▶ **PROBLEM SET**
[1] What was the model's record in the Sweet 16, according to the March Madness bracket post?
[2] Continue the post about the model's March Madness bracket from where it stops.

The Model vs. March Madness: The Bracket Breaks

The machine filled out my bracket. It survived Round 1 with its dignity mostly intact. It made Sweet 16 predictions with confidence. Then the Elite Eight happened, and the bracket didn't just break. It shattered on a three-pointer with less than a second left.

The Sweet 16: High Confidence Holds, Everything Else Crumbles

The model went 5 for 8 in the Sweet 16, a 62.5% clip. The pattern was clean and humbling: every high-confidence pick hit, and every mid-range pick missed.

Duke over St. John's (83.1% confidence): Hit. Duke trailed by 10 in the second half, then Caleb Foster, playing on a broken foot he suffered 20 days earlier, scored 11 and Isaiah Evans hit a step-back three that put them ahead for good. Cameron Boozer went 22 and 10. The model doesn't know about broken feet. It just knew Duke was better.

UConn over Michigan State (62.1%): Hit. UConn blew a 19-point lead, let Michigan State briefly take it back, then closed it out with clutch free throws. The model picked this one right, but the game itself was a heart attack. My gut pick for the round, Michigan State, was wrong. Izzo in March isn't what it used to be. Or maybe Hurley in March is what it's becoming.

Purdue over Texas (78%): Hit. Trey Kaufman-Renn's tip-in with 0.7 seconds left ended Texas's incredible run from the play-in game. Texas lost their fourth game of the tournament on a shot in the final two seconds. That's the most in tournament history. The Cinderella slipper didn't just not fit, it got stepped on repeatedly at the buzzer.

Arizona over Arkansas (74%): Hit. Arizona shot 64% and had six players score 14 or more, a tournament first. The model said Arizona was the most complete team in the West. Arizona agreed, 109-88.

Michigan over Alabama (70%): Hit. Yaxel Lendeborg went 23-12-7 and Michigan hit 13 threes. Alabama's Labaron Philon Jr. put up 35 in a loss. Sometimes the better team is just the better team.

Then the misses.

Iowa over Nebraska: The model had Nebraska at 63%. Iowa trailed for 37 of 40 minutes, then Bennett Stirtz hit a go-ahead three with 2:10 left. The 9-seed Cinderella that killed Florida kept dancing. Nebraska's best season ever (28-7) ended against their rival. The model saw defensive efficiency. Iowa saw a team with nothing to lose.

Illinois over Houston: The model had Houston at 63.2%. Illinois held Houston to 34% shooting and two free throw attempts. Two. In a tournament game. David Mirkovic and Keaton Wagler both posted double-doubles. Houston was the model's contrarian darling all tournament, ranked above their seed line, given 14.8% championship odds. Illinois turned them into a pumpkin.

Tennessee over Iowa State: The model's least confident pick at 61%, and the one I flagged as most likely to flip. Tennessee dominated the paint 43-22 and sent Iowa State home without Joshua Jefferson, who left with an injury. Tennessee at 0.2% championship odds before the tournament, I wrote in the last post. That number's climbing. It climbed all the way to the Elite Eight.

Dataset rows
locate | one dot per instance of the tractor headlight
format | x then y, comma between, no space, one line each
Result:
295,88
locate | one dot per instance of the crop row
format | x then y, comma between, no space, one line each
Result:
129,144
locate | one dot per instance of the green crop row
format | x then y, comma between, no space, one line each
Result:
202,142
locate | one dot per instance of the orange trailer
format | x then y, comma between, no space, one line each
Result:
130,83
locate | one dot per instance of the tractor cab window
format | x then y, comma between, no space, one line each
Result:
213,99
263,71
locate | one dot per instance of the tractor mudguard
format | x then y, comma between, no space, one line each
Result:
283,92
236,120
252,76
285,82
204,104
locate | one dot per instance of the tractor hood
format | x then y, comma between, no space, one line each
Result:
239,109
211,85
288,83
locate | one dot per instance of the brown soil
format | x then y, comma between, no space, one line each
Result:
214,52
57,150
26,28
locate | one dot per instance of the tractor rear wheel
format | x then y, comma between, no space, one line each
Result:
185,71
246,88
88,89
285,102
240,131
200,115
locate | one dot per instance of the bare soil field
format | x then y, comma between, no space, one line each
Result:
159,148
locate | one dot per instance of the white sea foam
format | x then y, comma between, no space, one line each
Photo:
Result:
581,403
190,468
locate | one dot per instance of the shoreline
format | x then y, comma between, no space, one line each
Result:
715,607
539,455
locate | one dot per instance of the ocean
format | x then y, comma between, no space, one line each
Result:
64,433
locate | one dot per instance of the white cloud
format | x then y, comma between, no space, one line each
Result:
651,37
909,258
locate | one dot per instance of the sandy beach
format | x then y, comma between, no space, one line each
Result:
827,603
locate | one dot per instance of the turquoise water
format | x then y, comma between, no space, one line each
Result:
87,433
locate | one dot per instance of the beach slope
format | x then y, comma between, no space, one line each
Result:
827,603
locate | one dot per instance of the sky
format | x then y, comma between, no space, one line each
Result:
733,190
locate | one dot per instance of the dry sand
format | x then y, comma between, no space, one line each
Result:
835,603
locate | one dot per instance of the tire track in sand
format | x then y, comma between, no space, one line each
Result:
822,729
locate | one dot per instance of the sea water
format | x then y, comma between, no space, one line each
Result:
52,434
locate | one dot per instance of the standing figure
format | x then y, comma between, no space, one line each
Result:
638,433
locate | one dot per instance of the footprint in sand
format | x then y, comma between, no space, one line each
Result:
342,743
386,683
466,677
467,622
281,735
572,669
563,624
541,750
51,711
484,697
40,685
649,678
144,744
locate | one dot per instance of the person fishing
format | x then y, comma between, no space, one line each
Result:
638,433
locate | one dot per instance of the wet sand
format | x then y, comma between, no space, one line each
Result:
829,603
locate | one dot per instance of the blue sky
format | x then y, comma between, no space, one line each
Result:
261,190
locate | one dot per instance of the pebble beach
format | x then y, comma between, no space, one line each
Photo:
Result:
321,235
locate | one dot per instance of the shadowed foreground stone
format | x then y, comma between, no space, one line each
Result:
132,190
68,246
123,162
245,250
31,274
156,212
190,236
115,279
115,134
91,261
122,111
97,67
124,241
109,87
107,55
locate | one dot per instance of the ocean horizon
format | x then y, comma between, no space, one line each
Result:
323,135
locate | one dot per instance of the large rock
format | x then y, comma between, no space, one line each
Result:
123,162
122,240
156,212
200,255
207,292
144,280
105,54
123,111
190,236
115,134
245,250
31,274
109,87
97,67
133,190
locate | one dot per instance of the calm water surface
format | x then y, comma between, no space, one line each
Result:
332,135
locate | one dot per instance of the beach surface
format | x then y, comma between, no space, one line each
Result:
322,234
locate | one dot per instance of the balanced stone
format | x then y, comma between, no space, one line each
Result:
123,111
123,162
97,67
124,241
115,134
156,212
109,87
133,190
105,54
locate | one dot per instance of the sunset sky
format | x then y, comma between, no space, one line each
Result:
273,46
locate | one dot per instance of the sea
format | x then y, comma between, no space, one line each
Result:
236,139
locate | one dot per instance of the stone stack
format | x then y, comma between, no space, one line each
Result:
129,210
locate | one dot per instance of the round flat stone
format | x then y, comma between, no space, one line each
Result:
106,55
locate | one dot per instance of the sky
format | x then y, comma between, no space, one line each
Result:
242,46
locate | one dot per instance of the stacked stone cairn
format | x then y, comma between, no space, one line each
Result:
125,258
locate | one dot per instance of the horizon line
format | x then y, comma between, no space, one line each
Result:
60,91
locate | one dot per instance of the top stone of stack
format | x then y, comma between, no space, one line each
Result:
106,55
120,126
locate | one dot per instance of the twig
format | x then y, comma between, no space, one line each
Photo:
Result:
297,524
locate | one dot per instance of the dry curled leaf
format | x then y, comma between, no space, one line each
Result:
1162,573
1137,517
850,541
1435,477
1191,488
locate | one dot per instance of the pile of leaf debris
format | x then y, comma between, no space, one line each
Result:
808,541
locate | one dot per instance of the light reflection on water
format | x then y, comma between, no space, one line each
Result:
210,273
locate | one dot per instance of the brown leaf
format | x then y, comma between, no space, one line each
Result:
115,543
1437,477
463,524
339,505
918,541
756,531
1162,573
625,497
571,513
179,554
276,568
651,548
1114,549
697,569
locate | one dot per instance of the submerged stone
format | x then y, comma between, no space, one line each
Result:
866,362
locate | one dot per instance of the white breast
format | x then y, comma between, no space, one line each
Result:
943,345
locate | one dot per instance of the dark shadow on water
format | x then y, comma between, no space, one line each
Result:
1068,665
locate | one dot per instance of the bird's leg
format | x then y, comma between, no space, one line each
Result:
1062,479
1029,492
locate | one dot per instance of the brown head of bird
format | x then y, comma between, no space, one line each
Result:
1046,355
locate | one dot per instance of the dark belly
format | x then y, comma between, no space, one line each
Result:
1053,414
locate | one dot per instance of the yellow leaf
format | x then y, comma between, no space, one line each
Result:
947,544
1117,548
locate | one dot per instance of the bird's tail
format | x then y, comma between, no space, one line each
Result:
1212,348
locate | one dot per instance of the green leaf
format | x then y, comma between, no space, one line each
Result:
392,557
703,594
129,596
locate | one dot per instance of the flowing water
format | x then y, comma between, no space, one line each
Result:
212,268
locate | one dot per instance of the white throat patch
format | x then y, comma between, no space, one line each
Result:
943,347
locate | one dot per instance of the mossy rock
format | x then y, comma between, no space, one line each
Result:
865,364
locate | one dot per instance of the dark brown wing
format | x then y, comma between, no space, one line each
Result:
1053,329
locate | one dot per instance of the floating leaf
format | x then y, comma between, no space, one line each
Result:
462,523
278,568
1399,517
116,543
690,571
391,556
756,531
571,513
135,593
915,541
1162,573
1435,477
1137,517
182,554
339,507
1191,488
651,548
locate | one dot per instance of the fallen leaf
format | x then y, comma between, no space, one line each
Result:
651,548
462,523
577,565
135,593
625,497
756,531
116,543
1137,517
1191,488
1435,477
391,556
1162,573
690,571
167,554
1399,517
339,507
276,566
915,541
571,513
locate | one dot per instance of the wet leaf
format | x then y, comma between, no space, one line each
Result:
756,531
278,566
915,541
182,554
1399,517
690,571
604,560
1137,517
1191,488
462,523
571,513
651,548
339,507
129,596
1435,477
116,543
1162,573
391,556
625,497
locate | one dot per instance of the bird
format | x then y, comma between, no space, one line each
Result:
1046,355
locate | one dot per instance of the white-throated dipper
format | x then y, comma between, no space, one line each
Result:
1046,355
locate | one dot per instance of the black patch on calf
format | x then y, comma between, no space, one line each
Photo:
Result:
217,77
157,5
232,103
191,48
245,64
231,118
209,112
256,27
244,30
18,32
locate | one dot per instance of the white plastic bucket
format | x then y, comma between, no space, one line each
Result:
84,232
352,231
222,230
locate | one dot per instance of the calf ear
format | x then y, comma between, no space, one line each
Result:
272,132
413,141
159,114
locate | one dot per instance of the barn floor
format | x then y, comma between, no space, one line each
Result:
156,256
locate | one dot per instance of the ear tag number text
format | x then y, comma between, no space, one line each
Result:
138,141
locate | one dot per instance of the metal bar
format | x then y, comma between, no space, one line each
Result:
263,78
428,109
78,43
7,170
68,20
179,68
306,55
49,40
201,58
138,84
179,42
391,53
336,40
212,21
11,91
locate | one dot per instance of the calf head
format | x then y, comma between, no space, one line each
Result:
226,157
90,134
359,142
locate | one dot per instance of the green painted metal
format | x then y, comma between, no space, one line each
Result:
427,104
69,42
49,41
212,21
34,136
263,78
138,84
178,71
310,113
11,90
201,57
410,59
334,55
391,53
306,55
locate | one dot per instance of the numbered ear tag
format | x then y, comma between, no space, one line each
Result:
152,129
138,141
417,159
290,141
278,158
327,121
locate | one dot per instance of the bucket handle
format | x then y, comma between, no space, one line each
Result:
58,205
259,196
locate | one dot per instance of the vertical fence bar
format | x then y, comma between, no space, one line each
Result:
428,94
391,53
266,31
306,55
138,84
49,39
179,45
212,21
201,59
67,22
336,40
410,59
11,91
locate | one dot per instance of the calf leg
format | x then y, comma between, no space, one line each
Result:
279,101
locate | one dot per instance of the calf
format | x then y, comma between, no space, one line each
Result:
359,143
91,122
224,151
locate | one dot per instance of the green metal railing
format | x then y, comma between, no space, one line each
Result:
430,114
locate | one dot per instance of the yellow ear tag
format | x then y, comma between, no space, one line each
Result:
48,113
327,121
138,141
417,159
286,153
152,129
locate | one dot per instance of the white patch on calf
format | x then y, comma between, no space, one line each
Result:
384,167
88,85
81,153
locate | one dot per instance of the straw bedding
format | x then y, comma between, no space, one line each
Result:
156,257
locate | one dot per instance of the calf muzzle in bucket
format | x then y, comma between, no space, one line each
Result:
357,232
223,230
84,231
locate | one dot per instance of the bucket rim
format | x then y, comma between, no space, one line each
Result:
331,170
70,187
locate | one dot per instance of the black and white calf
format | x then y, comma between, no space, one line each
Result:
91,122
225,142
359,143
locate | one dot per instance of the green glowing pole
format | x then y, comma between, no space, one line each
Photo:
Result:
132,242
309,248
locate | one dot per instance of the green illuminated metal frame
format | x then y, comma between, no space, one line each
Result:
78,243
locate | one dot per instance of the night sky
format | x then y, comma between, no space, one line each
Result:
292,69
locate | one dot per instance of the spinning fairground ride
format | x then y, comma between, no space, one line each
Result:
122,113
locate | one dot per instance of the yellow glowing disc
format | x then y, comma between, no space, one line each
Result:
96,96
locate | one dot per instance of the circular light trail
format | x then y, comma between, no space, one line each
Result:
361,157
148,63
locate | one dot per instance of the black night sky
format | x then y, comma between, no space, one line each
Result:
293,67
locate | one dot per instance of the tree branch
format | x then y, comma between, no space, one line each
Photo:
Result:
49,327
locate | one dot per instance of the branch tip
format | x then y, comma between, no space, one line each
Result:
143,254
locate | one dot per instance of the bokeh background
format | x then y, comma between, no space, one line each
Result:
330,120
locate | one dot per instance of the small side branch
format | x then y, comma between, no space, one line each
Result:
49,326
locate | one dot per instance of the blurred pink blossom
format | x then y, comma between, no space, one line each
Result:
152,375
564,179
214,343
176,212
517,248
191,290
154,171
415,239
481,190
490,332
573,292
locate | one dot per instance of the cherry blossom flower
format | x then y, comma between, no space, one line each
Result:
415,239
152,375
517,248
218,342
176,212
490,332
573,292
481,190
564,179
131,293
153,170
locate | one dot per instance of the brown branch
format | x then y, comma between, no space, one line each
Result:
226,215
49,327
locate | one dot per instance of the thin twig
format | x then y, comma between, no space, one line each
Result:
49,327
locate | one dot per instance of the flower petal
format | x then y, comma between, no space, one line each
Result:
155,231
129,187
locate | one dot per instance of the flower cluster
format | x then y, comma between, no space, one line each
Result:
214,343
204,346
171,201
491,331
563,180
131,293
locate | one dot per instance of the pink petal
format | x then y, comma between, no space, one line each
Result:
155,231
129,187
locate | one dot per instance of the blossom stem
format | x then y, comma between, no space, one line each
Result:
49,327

▶ **RESPONSES IN ORDER**
[1] It went 5 for 8, a 62.5% clip.

[2]
The pattern is worth noting: the model's three misses were at 61%, 63%, and 63.2% confidence. Its five hits were at 62.1%, 70%, 74%, 78%, and 83.1%. The model essentially told us which picks it wasn't sure about, and those were exactly the ones that went wrong. A model that knows what it doesn't know is more useful than one that's always confident.

The Elite Eight: Where the Bracket Died

Four games. Two regions the model called perfectly. Two it didn't survive.

Arizona 79, Purdue 64. The freshman trio of Koa Peat (20), Kharchenkov (18), and Brayden Burries (14) combined for 52 points. Arizona hadn't been to the Final Four since 2001, a 25-year drought that ended emphatically. The model had Arizona winning the West all along. One of the few things it got completely right from day one.

Illinois 71, Iowa 59. Iowa led 12-2 early and the Cinderella story looked like it had one more chapter. Then Illinois scored 43 of their 71 points in the second half. Keaton Wagler put up 25 and earned Regional Most Outstanding Player. Illinois's first Final Four since 2005. The model had Houston winning this region. Houston watched from home.

Michigan 95, Tennessee 62. This wasn't a game. It was a statement. Yaxel Lendeborg scored 27, Elliot Cadeau dished 10 assists, and Michigan ran Tennessee out of the gym by 33. Tennessee's Cinderella run, from 0.2% championship odds to the Elite Eight, ended against a team that was simply operating on a different level. The model had Michigan winning the Midwest, and Michigan made it look easy.

UConn 73, Duke 72. This is where the bracket broke.

Duke led 44-29 at halftime. The overall number one seed, 35-2 on the season, the model's championship pick at 28.1%, was 20 minutes from the Final Four with a 15-point cushion. The model would have given Duke something north of 95% at that point.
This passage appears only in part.